═════ TEXT PASSAGE ═════

In this guest feature, Travis Lairson, founder of TLN Consulting Group and a dedicated Houston City Beat Community Connector, challenges us to stop “chasing strangers” and start “waking up” dormant revenue. Travis brings nearly two decades of operational strategy—from elite automotive brands to healthcare leadership—to help local entrepreneurs scale.
His “Spring Maintenance” case study is a masterclass in high-ROI, low-cost marketing. Whether you’re in the trades, healthcare, or B2B, his 6-step framework for reactivation is the perfect roadmap for a Q2 revenue surge.
Article written by Travis Lairson
Spring Is a Great Time to See New Growth from Old Work
Most business owners are sitting on six figures of formant revenue. Spring is the month to wake it up before spending another dollar chasing strangers!
Many businesses underestimate how much revenue sits inside their existing contact list. A simple reactivation campaign can produce quick results.
Client Case Study
Last year, a client of mine, in the home services/trade business had over 1,400 contacts in their CRM. These included:
- Past customers
- People who requested estimates
- Website inquiries that never booked
The company had spent most of the year chasing new leads through ads and referrals. Very little attention was given to the people already in their system.
The Problem
A quick review showed:
- 320 estimates were sent in the previous 122 months that never closed
- 470 past customers had not purchased again in over a year
- Many prospects were contacted only once.
In other words, hundreds of people had already shown interest but were never re-engaged.
The Strategy
The company ran a simple March “Spring Maintenance Check” campaign targeting these dormant prospects.
The outreach included:
- Email 1: Spring maintenance reminder and limited availability
- SMS reminder: Quick message offering scheduling
- Follow-up call: “We’re scheduling spring service routes in your area.”
The offer was simple: a priority scheduling slot for spring home repairs and maintenance.
No discounting, just convenience and timing.
The Results (30 Days)
From the dormant list:
- 38 jobs booked
- $27,400 in new revenue
- 11 new repeat customers who had not purchased in over two years
Most of these customers had originally contacted the company 6-10 months earlier.
They simply needed a timely reason to act.
How do you do it yourself?
Step 1: Pull the Right Lists
Run three reports:
- Leads from the last 6-12 months who never purchased
- Customers who haven’t bought in 90-180 days
- Quotes sent but never closed
Segment them by:
- Industry or service type
- Original offer
- Last contact date
- Purchase size (if any)
DO NOT blast everyone the same message. Relevance drives response.
Step 2: Change the Angle (Don’t Just “Check In”)
“Just following up” gets ignored.
Use a new reason to reach out:
- Spring Reset
- Q2 Planning Session
Seasonal Offer
- Limited Availability Notice
- Price Increase Coming
- New Service Launch
- Case Study Update
You need a reason. Timing alone isn’t enough.

═════

**GIVEN INSTRUCTION A:**
In the reactivation article, how much new revenue did the dormant list bring in during the 30 days?

═════ EXERCISE MATERIALS ═════

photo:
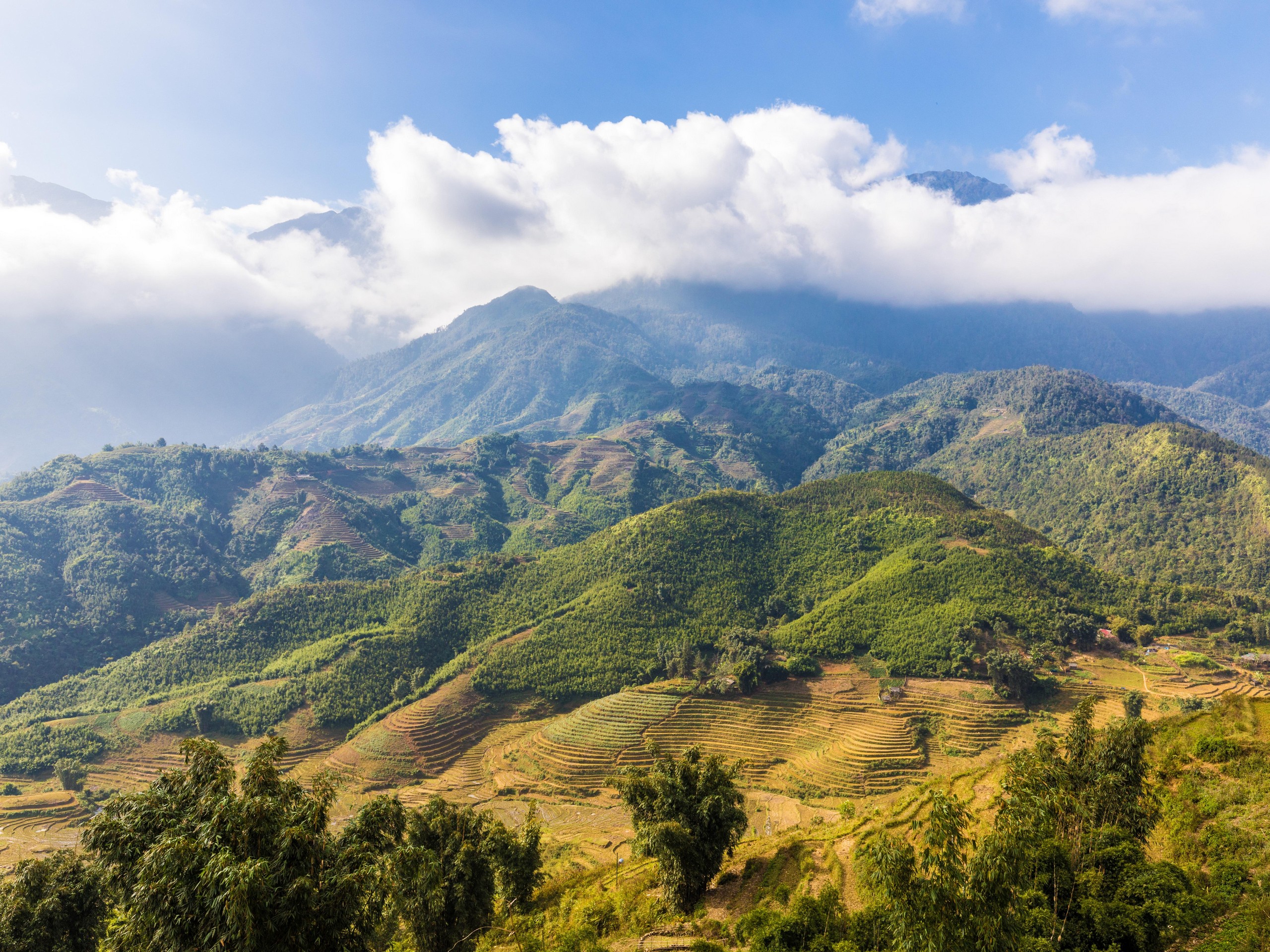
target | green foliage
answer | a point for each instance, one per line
(1246, 425)
(451, 866)
(1085, 809)
(943, 898)
(1065, 866)
(688, 815)
(803, 667)
(817, 923)
(906, 428)
(1216, 749)
(1098, 469)
(70, 774)
(1013, 673)
(37, 748)
(1161, 502)
(197, 865)
(898, 564)
(58, 904)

═════

**GIVEN INSTRUCTION B:**
Edit the listing above by swapping "green foliage" for "leafy vegetation" and keeping every other line as it is. Leave the pictures out of your answer.

**RESPONSE A:**
$27,400 in new revenue.

**RESPONSE B:**
photo:
target | leafy vegetation
answer | a point for each instance, one per line
(1246, 425)
(451, 866)
(1085, 809)
(943, 898)
(1065, 866)
(688, 815)
(803, 667)
(817, 923)
(906, 428)
(1216, 749)
(1098, 469)
(70, 774)
(1013, 673)
(37, 748)
(1161, 502)
(197, 865)
(898, 564)
(58, 904)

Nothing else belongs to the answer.